§ **PROBLEM STATEMENT**
Please select every line of the listing below that contains the word "woman" and copy each one out.

# # #

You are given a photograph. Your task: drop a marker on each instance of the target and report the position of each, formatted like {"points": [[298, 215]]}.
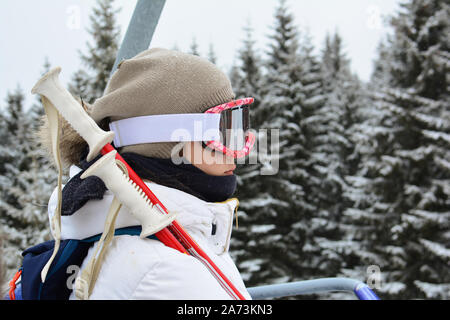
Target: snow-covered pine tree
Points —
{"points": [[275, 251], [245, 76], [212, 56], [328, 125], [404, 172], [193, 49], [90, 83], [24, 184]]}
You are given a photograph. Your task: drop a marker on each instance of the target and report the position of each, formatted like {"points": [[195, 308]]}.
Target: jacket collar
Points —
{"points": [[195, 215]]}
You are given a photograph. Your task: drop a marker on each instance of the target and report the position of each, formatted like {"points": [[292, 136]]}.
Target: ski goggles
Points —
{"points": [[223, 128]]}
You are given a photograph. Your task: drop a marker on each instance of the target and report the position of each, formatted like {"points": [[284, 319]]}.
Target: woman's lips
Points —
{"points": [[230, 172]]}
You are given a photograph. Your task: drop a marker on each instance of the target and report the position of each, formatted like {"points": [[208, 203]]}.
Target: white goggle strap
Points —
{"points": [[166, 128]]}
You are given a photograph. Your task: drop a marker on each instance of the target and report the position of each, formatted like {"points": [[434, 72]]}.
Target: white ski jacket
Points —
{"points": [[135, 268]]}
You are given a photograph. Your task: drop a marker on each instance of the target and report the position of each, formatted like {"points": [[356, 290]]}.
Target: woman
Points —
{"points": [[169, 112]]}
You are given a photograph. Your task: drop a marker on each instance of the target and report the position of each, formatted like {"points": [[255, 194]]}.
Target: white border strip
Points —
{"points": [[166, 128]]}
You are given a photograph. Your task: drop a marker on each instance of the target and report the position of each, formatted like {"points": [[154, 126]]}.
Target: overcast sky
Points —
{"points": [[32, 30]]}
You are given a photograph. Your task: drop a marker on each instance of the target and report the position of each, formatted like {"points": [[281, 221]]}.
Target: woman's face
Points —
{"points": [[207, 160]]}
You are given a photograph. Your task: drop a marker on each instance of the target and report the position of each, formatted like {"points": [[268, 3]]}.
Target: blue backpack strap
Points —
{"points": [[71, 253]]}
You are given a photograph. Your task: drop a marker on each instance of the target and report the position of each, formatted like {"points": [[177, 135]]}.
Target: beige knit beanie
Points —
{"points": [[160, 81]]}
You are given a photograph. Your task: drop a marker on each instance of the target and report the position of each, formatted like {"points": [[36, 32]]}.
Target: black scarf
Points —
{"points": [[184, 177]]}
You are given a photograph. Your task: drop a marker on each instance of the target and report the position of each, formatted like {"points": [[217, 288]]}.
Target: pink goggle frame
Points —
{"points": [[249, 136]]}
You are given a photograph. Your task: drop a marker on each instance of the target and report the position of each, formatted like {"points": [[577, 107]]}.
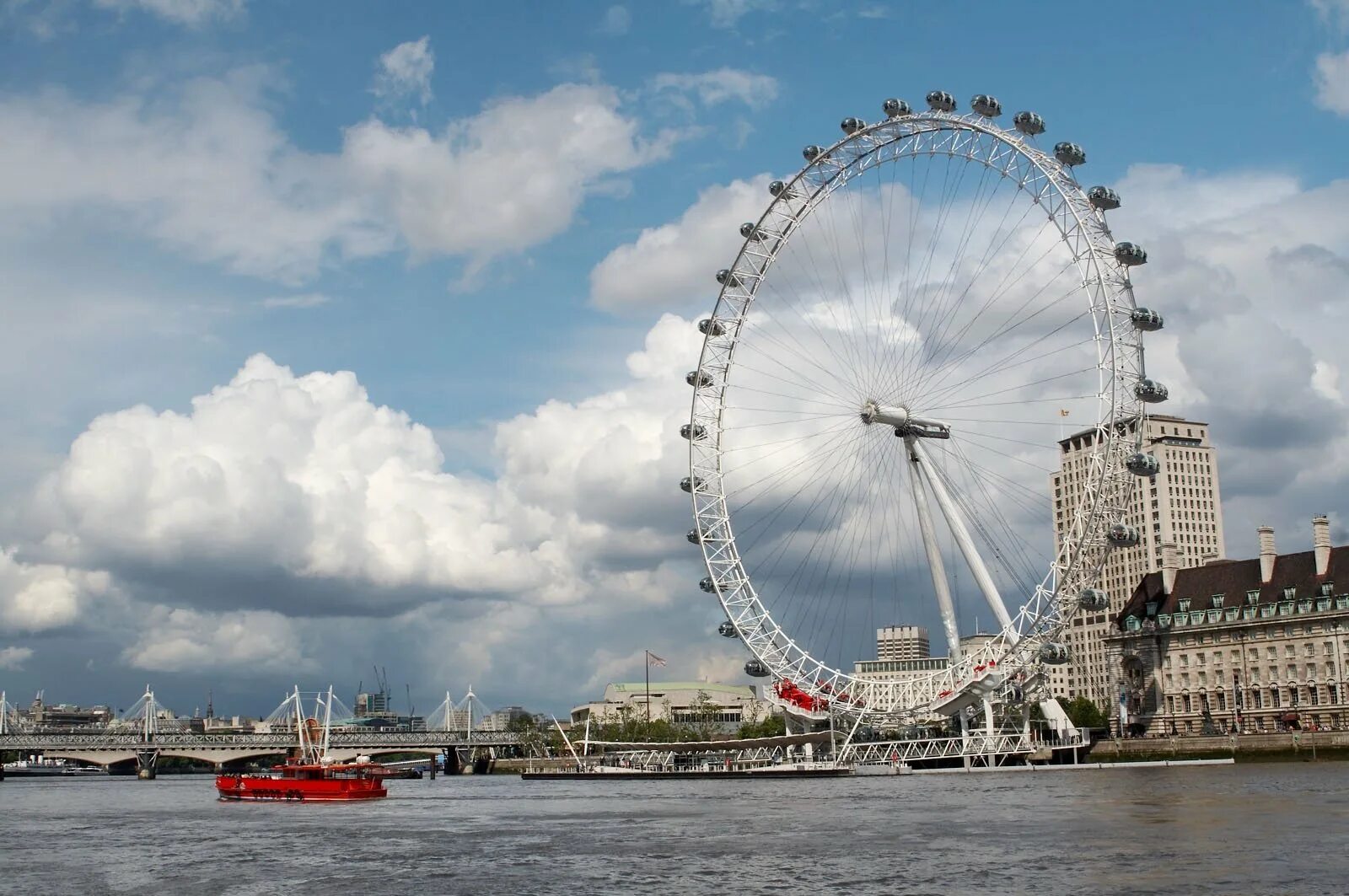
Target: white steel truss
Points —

# # #

§ **WRITTEN ANSWER**
Target: woman's lips
Target: woman
Target: woman's face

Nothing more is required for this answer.